### Work instructions
Set down exactly the lines that run from the line with "TARGET: balanced stone tower" to the end of the data, and nothing else.

───── Given data

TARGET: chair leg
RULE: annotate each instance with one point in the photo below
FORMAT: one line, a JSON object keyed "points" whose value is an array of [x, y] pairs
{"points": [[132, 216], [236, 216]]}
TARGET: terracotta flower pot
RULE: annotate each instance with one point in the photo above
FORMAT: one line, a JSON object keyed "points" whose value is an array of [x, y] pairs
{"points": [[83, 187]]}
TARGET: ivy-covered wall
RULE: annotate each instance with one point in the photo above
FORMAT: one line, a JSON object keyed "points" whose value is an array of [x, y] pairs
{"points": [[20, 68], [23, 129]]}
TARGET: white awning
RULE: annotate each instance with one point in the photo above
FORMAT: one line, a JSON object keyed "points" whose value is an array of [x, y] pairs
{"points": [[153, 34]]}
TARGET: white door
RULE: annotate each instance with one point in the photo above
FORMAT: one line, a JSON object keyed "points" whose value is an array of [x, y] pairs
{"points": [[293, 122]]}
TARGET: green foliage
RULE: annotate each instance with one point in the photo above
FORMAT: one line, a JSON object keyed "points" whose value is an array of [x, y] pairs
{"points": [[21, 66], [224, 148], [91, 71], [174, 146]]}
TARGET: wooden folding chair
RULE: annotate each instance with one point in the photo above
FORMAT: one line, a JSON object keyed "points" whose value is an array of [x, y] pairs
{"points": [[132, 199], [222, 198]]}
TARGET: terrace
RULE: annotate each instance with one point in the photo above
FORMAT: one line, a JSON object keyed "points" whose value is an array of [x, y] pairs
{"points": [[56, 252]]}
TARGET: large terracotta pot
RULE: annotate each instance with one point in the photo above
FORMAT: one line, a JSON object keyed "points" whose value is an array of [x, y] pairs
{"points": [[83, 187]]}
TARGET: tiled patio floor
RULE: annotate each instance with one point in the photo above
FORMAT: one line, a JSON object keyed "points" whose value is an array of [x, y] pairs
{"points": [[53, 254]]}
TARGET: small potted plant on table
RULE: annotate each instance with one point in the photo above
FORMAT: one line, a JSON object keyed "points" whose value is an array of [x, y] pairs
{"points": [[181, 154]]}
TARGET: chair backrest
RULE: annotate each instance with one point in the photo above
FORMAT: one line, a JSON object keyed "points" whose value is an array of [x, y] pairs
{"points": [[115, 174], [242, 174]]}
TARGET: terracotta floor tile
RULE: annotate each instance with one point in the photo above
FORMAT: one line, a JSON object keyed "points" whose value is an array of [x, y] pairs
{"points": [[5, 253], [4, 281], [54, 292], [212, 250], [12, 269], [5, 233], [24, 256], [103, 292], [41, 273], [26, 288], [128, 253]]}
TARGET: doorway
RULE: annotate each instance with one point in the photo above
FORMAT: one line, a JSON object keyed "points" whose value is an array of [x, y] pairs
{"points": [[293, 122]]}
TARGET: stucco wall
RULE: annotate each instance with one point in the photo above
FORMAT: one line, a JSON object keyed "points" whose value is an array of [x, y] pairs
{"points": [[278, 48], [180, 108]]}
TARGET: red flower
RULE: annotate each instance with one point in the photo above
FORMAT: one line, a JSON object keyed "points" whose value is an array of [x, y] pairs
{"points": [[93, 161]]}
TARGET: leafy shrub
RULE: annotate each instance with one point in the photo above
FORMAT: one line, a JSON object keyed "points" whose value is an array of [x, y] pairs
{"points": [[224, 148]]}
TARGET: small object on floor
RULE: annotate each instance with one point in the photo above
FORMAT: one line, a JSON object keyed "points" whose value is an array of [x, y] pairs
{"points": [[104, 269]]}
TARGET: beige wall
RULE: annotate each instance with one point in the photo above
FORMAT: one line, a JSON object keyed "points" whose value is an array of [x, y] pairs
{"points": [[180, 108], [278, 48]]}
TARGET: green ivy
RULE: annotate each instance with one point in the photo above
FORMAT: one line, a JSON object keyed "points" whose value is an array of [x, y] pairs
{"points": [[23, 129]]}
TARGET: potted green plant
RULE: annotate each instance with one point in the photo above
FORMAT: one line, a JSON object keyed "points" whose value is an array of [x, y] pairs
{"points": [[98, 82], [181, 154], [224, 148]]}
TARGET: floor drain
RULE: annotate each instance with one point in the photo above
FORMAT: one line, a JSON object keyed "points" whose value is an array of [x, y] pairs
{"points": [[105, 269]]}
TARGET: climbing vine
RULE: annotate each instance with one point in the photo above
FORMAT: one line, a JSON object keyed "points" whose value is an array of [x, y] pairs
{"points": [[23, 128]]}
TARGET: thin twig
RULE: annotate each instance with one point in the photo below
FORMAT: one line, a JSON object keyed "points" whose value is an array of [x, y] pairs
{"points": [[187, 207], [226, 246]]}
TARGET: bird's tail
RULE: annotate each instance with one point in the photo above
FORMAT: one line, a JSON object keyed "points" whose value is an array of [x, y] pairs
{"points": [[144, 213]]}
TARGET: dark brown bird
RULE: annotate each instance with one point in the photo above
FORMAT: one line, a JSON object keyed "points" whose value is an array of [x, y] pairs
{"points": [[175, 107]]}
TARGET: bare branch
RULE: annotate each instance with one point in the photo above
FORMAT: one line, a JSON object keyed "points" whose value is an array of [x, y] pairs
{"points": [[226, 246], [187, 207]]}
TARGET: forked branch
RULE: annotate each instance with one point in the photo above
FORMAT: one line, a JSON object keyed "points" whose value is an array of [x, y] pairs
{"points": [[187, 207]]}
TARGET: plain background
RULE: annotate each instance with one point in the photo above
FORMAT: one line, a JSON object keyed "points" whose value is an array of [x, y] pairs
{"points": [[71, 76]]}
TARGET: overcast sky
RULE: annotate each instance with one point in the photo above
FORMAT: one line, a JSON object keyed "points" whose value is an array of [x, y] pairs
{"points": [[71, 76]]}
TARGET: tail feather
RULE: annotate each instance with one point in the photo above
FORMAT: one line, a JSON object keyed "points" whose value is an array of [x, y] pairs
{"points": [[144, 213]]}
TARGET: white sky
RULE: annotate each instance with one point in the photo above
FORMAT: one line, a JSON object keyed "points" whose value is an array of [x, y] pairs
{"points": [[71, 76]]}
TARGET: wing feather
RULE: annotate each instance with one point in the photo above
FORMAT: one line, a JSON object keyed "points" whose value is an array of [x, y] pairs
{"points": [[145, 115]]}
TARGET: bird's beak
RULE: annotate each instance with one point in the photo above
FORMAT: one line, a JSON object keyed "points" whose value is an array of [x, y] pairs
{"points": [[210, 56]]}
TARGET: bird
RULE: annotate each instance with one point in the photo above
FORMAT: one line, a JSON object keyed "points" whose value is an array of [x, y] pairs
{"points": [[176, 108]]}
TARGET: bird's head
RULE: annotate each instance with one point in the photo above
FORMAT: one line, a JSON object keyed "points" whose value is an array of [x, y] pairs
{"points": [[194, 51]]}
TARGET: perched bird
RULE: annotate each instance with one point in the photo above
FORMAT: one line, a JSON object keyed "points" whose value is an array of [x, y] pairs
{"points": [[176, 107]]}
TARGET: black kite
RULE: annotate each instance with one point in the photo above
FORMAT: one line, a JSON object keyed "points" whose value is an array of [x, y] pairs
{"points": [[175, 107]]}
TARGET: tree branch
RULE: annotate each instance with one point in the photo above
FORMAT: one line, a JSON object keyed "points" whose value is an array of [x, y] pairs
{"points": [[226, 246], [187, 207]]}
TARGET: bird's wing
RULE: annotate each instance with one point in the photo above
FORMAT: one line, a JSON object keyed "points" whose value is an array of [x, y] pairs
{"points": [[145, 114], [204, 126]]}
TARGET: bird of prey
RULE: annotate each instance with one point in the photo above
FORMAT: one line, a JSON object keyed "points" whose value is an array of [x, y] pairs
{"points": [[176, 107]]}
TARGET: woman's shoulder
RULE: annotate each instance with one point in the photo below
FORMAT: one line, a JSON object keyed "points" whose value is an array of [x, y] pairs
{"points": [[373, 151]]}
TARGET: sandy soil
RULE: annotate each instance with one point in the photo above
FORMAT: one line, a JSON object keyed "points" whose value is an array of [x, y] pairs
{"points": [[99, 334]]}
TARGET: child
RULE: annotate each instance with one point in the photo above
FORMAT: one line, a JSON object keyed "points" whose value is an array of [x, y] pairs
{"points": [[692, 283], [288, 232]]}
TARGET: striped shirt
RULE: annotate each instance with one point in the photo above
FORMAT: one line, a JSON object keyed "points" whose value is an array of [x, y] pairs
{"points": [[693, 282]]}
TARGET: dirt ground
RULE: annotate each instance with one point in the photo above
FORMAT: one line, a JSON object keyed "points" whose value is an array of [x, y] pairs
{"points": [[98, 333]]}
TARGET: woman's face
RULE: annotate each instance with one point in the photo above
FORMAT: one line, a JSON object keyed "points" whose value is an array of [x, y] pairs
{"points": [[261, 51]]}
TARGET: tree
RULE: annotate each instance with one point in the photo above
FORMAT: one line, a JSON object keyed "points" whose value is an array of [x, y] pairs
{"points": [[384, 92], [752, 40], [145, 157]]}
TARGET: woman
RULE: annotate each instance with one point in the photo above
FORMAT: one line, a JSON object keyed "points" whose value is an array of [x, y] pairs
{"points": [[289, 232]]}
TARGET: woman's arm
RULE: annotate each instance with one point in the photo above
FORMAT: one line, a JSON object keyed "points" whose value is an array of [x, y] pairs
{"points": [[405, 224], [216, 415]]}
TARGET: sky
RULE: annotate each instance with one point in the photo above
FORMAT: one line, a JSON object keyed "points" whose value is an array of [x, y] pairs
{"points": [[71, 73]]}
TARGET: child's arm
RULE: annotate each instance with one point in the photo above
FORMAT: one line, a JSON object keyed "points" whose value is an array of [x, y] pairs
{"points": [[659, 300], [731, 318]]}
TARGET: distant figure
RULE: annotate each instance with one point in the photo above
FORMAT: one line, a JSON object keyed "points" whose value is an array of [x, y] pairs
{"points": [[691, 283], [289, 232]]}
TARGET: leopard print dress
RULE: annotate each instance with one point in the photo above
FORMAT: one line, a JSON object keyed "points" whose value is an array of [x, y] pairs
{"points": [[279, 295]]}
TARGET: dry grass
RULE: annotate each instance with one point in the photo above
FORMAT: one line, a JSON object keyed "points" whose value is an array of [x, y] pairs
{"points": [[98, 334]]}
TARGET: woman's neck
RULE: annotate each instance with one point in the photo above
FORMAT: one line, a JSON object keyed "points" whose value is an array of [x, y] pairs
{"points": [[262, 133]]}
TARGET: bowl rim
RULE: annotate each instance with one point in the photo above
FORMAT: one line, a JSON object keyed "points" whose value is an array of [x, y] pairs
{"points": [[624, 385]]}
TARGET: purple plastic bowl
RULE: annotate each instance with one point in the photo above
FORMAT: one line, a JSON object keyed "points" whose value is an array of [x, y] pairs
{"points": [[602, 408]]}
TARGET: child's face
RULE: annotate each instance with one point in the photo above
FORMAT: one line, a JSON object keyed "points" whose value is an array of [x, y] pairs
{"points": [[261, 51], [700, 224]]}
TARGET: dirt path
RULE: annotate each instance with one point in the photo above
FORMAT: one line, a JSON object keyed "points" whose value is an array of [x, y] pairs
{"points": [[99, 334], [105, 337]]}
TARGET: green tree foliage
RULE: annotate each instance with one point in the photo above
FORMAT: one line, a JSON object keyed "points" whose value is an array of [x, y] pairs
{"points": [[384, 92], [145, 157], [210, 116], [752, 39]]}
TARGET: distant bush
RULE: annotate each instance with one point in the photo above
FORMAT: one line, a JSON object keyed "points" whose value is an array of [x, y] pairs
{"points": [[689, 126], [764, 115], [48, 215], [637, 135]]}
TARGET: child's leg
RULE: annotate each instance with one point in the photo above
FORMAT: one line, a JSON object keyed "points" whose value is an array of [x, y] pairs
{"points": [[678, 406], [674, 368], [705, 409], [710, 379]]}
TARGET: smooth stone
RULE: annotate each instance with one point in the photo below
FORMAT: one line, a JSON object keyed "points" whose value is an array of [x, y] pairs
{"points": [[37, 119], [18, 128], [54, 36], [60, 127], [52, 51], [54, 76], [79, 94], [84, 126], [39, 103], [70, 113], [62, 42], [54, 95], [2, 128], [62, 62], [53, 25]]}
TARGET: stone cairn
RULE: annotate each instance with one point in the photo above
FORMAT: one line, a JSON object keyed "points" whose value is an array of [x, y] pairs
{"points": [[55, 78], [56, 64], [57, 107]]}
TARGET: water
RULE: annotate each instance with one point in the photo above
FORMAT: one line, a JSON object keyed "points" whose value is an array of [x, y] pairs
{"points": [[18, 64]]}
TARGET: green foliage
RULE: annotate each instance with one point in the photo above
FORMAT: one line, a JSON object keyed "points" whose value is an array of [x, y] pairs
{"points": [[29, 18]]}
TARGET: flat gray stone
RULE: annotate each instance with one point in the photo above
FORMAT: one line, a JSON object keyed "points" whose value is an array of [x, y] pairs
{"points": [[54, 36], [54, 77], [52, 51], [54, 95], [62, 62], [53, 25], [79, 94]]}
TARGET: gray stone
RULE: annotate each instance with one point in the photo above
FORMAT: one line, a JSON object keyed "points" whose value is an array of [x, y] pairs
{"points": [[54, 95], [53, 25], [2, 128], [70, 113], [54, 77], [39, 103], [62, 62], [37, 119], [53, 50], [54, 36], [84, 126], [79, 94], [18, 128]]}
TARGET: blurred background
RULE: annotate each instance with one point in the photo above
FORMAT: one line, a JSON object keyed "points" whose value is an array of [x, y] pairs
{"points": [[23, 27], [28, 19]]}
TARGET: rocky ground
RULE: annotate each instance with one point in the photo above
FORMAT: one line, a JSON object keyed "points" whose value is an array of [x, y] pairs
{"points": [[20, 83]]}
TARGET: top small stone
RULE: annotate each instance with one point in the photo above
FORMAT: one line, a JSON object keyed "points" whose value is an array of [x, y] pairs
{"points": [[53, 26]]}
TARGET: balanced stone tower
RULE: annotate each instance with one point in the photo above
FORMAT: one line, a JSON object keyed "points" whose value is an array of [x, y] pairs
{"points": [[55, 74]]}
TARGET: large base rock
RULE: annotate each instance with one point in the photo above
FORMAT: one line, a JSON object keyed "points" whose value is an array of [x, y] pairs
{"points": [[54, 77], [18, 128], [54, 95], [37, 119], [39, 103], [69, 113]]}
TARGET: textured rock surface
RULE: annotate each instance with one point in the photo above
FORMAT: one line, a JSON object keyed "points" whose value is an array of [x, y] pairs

──────────

### Problem solution
TARGET: balanced stone tower
RULE: annotate each instance with one point in the photo above
FORMAT: one line, a JSON object keyed "points" whose value is an array of [x, y] pairs
{"points": [[55, 74]]}
TARGET: large base rock
RULE: annotate each instance with one point in the photo above
FORMAT: one line, a JSON object keyed "points" whose value is an array of [x, y] pairs
{"points": [[54, 77], [18, 128], [54, 95], [37, 119], [39, 103], [69, 113]]}
TARGET: textured rock surface
RULE: annotate each instance with one point in the photo above
FORMAT: one line, a JSON object keyed "points" whose value is an array of [x, y] pairs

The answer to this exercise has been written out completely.